§ Passage provided
= Beginning of Section =
Using Claude and Google App Scripts, Ben described his desired end state in plain language and let the model produce the code. The result was a dashboard that pulls from both Karbon and Gusto, updates every 24 hours, and gives every member of his team a live read on their clients and their capacity.

What used to take 20 hours a month now runs on its own.

What the Karbon and Gusto integration actually changes

Karbon and Gusto launched their integration in April 2026, connecting practice management and payroll workflows for accounting firms serving small businesses across the US.

For firms already doing what Ben is doing, the integration removes the manual step between the two systems. The data that used to live in separate exports, updated on different schedules and synced only at the contact level, now flows between Karbon and Gusto automatically.

What connected data and AI look like in practice

Good Measure serves a number of church clients. Churches have specific payroll complexities including housing allowances, dual tax status for clergy, and wage calculations that do not follow standard patterns. 

When a new church client comes on board, the onboarding often surfaces months or years of unreconciled payroll liabilities and uncategorized transactions.

That used to mean a lot of manual, painful cleanup work.

Now, Ben's team pulls the payroll data from Gusto alongside the accounting records in Karbon and feeds both into purpose-built AI workflows. The AI assists with the analysis, and the team reviews the output and handles what requires judgment. What used to take days now takes hours.

We serve a lot of churches. There are unique payroll elements with churches. We have built out certain skills to help with analysis of payroll for churches because that is something specific to us that we do a lot.

Ben Curtis, Good Measure

When payroll data and practice management data are in the same connected layer, AI can actually do something useful with both of them. When they are not, you are back to exporting, aggregating, and hoping nothing falls through the gaps.

How Ben got started with AI

Ben's approach was deliberate. He started with his own firm's data, not client data. Getting comfortable with how the tools worked, what AI could see, and how data was flowing between systems gave him the confidence to extend it to client work. Testing on your own firm first is a low-risk way to build that understanding.

The first process he chose to tackle was the most painful one, not necessarily the most interesting or the one with the best theoretical ROI. 

Ben understands that using AI is more than about firm growth; it’s also a people strategy. So he started with the process that his team found the most frustrating to do manually. That is usually where the highest return actually lives.
= End of Section =
§ Questions to answer
• a. Rewrite the paragraph of the article beginning "Ben's approach was deliberate" in shorter form, keeping its main facts.
• b. From the article, reproduce verbatim the stretch from "How Ben got" through "best theoretical ROI.".
The material has no connection to the article.

§ Data under study
= Beginning of Section =
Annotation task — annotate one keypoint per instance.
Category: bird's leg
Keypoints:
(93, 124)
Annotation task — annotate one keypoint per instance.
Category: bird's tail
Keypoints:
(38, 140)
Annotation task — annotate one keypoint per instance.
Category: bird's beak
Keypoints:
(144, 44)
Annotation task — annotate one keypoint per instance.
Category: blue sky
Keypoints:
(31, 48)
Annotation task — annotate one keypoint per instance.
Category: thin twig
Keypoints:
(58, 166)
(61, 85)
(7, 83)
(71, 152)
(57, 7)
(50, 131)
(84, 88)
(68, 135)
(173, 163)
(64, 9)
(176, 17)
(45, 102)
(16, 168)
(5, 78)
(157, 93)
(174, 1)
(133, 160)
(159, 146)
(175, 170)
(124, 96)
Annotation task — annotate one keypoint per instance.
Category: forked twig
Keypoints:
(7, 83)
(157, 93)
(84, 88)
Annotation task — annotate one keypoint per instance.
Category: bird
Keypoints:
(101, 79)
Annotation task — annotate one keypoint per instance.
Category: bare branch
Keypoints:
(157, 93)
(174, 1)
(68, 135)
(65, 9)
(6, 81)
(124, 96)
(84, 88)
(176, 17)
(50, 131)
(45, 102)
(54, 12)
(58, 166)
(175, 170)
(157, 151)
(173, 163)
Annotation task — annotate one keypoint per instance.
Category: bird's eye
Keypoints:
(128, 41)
= End of Section =
= Beginning of Section =
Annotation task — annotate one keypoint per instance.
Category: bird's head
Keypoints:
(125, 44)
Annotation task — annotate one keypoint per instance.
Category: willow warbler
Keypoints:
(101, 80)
= End of Section =
= Beginning of Section =
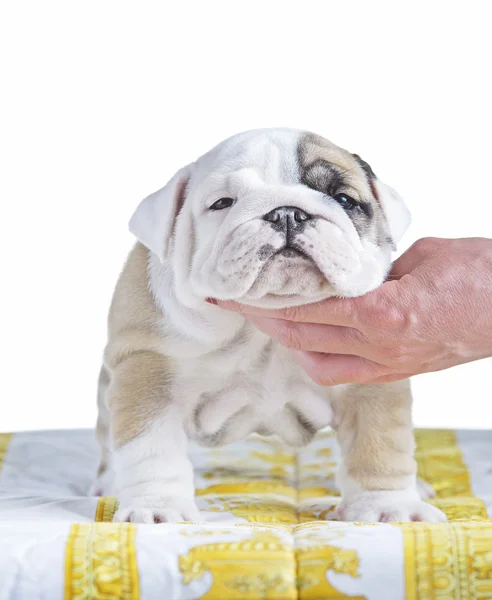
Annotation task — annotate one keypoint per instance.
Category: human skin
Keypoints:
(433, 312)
= End of Section =
§ Responses in order
• a. Ben deliberately began with his own firm's data rather than client data. Learning how the tools worked, what the AI could see, and how data moved between systems gave him the confidence to extend AI to client work. Testing on one's own firm first is a low-risk way to build that understanding.

• b.
How Ben got started with AI

Ben's approach was deliberate. He started with his own firm's data, not client data. Getting comfortable with how the tools worked, what AI could see, and how data was flowing between systems gave him the confidence to extend it to client work. Testing on your own firm first is a low-risk way to build that understanding.

The first process he chose to tackle was the most painful one, not necessarily the most interesting or the one with the best theoretical ROI.